## [STATED TASK]
Can you rewrite all the lines of the entries below as a JSON list of strings, with one string per line and blank lines omitted?

## [GIVEN DATA]
══════════
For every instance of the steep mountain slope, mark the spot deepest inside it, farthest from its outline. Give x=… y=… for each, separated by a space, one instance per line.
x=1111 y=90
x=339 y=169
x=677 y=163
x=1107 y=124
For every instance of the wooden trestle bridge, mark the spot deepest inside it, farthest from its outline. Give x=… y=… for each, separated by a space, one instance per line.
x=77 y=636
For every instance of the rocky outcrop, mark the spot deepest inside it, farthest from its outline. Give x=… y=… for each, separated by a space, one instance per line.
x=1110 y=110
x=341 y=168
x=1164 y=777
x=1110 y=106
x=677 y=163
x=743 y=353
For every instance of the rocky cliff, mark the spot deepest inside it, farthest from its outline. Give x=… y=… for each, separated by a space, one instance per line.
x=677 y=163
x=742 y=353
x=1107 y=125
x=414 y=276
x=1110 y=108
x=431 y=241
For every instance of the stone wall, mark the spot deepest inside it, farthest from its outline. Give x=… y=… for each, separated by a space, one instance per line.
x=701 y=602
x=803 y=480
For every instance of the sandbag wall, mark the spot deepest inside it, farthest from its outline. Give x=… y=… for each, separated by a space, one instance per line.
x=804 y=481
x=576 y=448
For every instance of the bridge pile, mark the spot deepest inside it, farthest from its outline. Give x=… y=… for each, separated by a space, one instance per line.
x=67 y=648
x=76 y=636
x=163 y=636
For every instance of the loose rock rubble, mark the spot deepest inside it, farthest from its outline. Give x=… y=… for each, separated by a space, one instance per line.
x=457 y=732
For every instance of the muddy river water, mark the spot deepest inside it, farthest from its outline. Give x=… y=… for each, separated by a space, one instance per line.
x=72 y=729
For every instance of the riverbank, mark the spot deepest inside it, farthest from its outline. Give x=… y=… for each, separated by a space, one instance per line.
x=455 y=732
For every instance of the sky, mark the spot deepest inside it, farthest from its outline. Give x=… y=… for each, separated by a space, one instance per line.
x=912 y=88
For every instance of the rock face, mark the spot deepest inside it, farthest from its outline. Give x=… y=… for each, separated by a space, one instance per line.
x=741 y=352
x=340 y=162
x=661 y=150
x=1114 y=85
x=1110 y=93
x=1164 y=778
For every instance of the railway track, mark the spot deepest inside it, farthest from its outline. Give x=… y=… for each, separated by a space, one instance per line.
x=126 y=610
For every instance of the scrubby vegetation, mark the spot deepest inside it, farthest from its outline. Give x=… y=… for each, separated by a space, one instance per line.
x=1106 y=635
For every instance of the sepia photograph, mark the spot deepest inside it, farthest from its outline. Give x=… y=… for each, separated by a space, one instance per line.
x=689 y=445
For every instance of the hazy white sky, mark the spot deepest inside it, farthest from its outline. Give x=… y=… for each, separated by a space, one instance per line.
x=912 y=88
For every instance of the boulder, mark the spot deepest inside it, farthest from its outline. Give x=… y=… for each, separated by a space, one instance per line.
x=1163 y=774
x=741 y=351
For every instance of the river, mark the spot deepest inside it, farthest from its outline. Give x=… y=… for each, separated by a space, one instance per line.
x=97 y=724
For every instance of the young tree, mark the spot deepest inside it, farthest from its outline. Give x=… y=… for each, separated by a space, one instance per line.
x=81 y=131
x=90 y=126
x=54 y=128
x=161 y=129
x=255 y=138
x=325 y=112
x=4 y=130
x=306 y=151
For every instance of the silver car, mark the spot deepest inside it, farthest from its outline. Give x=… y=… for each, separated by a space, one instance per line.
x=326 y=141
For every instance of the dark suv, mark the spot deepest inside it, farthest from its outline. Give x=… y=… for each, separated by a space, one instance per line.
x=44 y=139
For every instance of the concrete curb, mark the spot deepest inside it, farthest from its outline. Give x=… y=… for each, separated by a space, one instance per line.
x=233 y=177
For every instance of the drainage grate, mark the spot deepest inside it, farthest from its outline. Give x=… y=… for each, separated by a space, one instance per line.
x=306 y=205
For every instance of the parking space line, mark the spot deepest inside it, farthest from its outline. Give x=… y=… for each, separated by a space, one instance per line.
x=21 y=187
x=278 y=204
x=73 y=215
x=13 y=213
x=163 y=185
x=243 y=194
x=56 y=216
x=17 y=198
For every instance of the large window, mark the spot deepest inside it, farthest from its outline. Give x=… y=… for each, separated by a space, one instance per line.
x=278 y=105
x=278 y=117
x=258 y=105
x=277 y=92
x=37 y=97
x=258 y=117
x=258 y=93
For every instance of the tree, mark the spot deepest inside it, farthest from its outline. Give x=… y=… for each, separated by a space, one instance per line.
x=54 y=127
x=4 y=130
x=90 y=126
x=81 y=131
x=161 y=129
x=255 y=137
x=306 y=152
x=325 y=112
══════════
## [ANSWER IN FULL]
[
  "For every instance of the steep mountain slope, mark the spot deepest inside it, farthest from its outline. Give x=… y=… for each, separated by a space, one instance per line.",
  "x=1111 y=90",
  "x=339 y=169",
  "x=677 y=163",
  "x=1107 y=124",
  "For every instance of the wooden trestle bridge, mark the spot deepest inside it, farthest from its outline. Give x=… y=… for each, separated by a space, one instance per line.",
  "x=77 y=636",
  "For every instance of the rocky outcrop, mark the spot deepest inside it, farthest from its outline. Give x=… y=… for each, separated by a space, one instance per line.",
  "x=1110 y=110",
  "x=341 y=168",
  "x=1164 y=777",
  "x=1110 y=106",
  "x=677 y=163",
  "x=743 y=353",
  "For every instance of the rocky cliff, mark the spot deepest inside it, farthest from its outline. Give x=… y=… for each, separated by a space, one instance per line.",
  "x=677 y=163",
  "x=742 y=353",
  "x=1107 y=125",
  "x=414 y=276",
  "x=1110 y=108",
  "x=431 y=241",
  "For every instance of the stone wall, mark the spot deepest inside it, farthest from its outline. Give x=… y=… for each, separated by a space, one instance per line.",
  "x=701 y=602",
  "x=803 y=480",
  "For every instance of the sandbag wall, mark the spot deepest inside it, farthest from its outline. Give x=… y=… for each, separated by a space, one instance per line.",
  "x=804 y=481",
  "x=576 y=448",
  "For every instance of the bridge pile, mark the spot deepest inside it, farthest from its outline. Give x=… y=… for each, separated by a space, one instance per line.",
  "x=67 y=648",
  "x=76 y=636",
  "x=163 y=636",
  "For every instance of the loose rock rubble, mark the spot deepest inside it, farthest from its outline. Give x=… y=… for each, separated by a space, one instance per line.",
  "x=457 y=732",
  "For every instance of the muddy river water, mark the spot deepest inside it, farthest from its outline. Give x=… y=… for each, separated by a space, one instance per line.",
  "x=72 y=729",
  "For every instance of the riverbank, mark the spot deepest inside it, farthest from its outline. Give x=… y=… for each, separated by a space, one instance per line.",
  "x=455 y=732",
  "For every instance of the sky, mark the spot deepest inside it, farthest from its outline. Give x=… y=… for each, separated by a space, one instance per line.",
  "x=912 y=88",
  "For every instance of the rock face, mark the spot deepest inside it, farthest from its outline. Give x=… y=… for each, separated by a space, one instance per line.",
  "x=741 y=352",
  "x=340 y=162",
  "x=661 y=150",
  "x=1114 y=85",
  "x=1110 y=93",
  "x=1164 y=778",
  "For every instance of the railway track, mark the spot deepest inside it, farthest from its outline. Give x=… y=… for each, separated by a space, one instance per line.",
  "x=126 y=610",
  "For every instance of the scrubby vegetation, mark the spot deepest inside it, farthest from its outline. Give x=… y=… for each, separated by a space, one instance per line.",
  "x=1106 y=635",
  "For every instance of the sepia photograph, mark the spot deepest inside it, farthest from its outline. Give x=… y=… for each, separated by a space, one instance per line.",
  "x=689 y=445",
  "For every instance of the hazy white sky, mark the spot deepest inside it, farthest from its outline. Give x=… y=… for each, separated by a space, one instance per line.",
  "x=912 y=88",
  "For every instance of the boulder, mark the spot deepest inside it, farthest from its outline. Give x=… y=… for each, separated by a space, one instance per line.",
  "x=1163 y=774",
  "x=741 y=351",
  "For every instance of the river, mark the spot deepest inside it, farthest from its outline. Give x=… y=… for each, separated by a space, one instance per line.",
  "x=97 y=724",
  "For every instance of the young tree, mark the spot deepest inside it, farthest from its outline. Give x=… y=… for each, separated by a space, one instance per line.",
  "x=81 y=131",
  "x=90 y=126",
  "x=54 y=128",
  "x=161 y=129",
  "x=255 y=138",
  "x=325 y=112",
  "x=4 y=130",
  "x=306 y=151",
  "For every instance of the silver car, mark the spot deepest inside it, farthest from its outline. Give x=… y=… for each, separated by a space, one instance per line.",
  "x=326 y=141",
  "For every instance of the dark suv, mark the spot deepest inside it, farthest from its outline. Give x=… y=… for each, separated by a space, one instance per line.",
  "x=44 y=139",
  "For every instance of the concrete curb, mark the spot deepest inside it, farthest from its outline. Give x=… y=… for each, separated by a space, one instance per line.",
  "x=233 y=177",
  "For every instance of the drainage grate, mark the spot deepest inside it, farthest from its outline. Give x=… y=… for each, separated by a space, one instance per line.",
  "x=306 y=205",
  "For every instance of the parking space line, mark the spot deepest inside it, farthest from its outline. Give x=… y=… for each, separated by a space, one instance per line.",
  "x=21 y=187",
  "x=278 y=204",
  "x=73 y=215",
  "x=13 y=213",
  "x=163 y=185",
  "x=243 y=194",
  "x=56 y=216",
  "x=17 y=198",
  "For every instance of the large window, mark the spot deepest inside it, farthest from its outline. Give x=… y=… for each, separated by a space, one instance per line.",
  "x=278 y=105",
  "x=278 y=117",
  "x=258 y=105",
  "x=277 y=92",
  "x=37 y=97",
  "x=258 y=117",
  "x=258 y=93",
  "For every instance of the tree, mark the spot deepest inside it, farthest from its outline. Give x=… y=… for each, separated by a space, one instance per line.",
  "x=54 y=127",
  "x=4 y=130",
  "x=90 y=126",
  "x=81 y=131",
  "x=161 y=129",
  "x=255 y=137",
  "x=306 y=152",
  "x=325 y=112"
]